"""

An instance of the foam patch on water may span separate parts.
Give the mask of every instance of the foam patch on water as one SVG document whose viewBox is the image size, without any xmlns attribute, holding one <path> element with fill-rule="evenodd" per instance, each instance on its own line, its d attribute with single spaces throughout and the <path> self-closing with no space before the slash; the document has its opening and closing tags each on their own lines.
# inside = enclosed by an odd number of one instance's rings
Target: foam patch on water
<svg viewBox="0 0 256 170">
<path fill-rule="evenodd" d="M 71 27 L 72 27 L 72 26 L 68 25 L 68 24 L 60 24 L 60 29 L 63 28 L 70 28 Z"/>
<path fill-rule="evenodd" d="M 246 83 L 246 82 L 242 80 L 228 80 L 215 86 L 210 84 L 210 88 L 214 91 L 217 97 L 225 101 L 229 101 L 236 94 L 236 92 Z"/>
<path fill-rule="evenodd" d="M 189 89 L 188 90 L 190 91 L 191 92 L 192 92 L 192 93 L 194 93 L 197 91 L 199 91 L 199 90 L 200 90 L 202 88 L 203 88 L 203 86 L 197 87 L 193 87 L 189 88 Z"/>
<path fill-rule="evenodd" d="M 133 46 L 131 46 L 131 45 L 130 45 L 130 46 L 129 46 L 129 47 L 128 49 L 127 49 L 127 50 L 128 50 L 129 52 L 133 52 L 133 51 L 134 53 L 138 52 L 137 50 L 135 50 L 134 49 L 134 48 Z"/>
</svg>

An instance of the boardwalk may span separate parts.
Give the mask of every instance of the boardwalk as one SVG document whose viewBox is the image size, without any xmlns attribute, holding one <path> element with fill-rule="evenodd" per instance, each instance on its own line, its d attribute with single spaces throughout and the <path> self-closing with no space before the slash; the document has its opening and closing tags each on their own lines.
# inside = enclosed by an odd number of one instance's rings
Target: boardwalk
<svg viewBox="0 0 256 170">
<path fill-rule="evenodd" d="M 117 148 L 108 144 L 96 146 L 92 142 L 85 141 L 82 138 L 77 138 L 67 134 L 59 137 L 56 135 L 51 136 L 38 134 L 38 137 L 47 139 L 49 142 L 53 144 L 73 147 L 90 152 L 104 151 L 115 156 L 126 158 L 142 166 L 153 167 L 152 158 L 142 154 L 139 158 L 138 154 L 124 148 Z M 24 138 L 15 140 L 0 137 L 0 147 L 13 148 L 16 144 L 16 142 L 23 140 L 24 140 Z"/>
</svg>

"""

Instruction: Set down the lines of the listing from the line with "An instance of the boardwalk" to the line with "Give the mask of every instance of the boardwalk", both included, with every character unchanged.

Problem solution:
An instance of the boardwalk may span separate parts.
Give the mask of every instance of the boardwalk as one SVG document whose viewBox is the image size, without any xmlns attribute, holding one <path> element with fill-rule="evenodd" per instance, each instance on its own line, its d attribute with single spaces throughout and the <path> self-closing with no space before the slash; the document has its opening and closing tags each on their own lines.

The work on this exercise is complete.